__WORK INSTRUCTION__. Which lines below contain the word "positive"? Copy each of them.

-----

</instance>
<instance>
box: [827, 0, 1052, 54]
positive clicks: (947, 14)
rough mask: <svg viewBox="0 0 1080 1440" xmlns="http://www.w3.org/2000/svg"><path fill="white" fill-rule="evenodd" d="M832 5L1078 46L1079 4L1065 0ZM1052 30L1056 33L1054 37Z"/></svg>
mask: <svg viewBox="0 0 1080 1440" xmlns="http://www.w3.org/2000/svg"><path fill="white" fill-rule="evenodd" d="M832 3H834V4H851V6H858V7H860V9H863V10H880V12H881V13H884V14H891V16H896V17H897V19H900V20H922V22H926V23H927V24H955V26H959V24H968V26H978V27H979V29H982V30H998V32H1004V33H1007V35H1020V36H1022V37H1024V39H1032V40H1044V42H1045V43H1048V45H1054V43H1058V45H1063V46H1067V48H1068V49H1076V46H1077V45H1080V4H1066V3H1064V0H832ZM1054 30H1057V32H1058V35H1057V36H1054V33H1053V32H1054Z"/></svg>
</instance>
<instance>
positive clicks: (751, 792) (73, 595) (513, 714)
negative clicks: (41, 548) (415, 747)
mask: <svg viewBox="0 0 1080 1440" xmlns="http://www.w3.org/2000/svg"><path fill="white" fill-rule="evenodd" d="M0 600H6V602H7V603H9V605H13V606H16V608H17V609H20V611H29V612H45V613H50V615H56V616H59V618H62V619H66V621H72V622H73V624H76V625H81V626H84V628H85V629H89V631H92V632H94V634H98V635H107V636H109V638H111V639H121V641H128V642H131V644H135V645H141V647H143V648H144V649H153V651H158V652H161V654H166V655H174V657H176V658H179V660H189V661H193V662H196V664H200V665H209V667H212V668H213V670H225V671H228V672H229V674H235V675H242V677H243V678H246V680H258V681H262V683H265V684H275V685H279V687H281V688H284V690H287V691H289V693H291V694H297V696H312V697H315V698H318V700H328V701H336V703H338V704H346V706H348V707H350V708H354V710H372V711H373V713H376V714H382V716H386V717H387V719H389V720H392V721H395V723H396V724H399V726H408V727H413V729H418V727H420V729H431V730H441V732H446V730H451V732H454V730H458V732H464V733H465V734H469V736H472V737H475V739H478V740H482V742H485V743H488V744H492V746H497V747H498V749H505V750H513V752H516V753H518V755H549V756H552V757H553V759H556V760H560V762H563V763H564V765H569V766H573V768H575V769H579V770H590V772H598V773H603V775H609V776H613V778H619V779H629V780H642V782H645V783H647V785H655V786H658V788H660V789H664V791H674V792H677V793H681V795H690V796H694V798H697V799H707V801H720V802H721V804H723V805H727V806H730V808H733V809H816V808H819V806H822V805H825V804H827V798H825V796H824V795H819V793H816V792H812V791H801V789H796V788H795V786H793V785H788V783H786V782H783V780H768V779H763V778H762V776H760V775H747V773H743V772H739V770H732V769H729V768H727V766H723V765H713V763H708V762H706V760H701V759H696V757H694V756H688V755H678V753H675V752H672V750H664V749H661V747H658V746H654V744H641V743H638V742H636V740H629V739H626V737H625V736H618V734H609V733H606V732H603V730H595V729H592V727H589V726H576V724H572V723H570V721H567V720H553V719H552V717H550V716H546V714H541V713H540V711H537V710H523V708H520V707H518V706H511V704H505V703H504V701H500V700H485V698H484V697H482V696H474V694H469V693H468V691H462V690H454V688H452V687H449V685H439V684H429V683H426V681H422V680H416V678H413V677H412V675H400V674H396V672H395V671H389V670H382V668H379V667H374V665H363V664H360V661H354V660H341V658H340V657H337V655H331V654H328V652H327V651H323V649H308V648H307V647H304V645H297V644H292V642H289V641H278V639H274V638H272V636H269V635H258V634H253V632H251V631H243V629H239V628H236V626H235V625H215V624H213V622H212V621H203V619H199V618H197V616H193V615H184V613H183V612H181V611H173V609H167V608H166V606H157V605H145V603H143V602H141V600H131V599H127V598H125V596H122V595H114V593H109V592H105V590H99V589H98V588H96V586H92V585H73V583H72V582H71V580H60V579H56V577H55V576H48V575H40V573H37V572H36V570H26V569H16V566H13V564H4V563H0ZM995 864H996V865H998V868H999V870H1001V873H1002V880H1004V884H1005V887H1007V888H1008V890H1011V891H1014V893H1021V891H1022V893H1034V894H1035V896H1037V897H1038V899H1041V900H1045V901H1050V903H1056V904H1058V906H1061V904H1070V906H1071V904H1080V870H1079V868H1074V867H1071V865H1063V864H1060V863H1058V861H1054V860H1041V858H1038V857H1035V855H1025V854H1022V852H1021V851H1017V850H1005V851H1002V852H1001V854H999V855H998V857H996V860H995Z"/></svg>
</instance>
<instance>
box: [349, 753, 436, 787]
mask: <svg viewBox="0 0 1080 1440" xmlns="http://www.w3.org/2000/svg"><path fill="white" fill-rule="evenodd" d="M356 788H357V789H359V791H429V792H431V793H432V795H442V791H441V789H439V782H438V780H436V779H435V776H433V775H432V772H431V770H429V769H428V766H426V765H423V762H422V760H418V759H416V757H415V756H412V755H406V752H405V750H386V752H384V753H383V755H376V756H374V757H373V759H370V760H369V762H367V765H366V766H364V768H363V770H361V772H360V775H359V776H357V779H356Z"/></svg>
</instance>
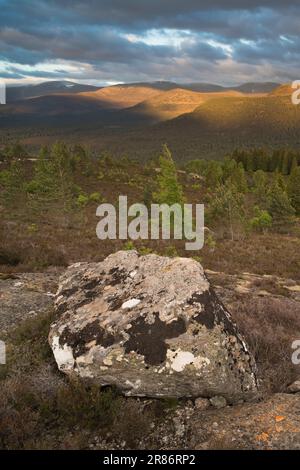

-----

__WRITTEN REPLY__.
positive clicks: (947, 14)
positive clicks: (751, 792) (73, 595) (513, 714)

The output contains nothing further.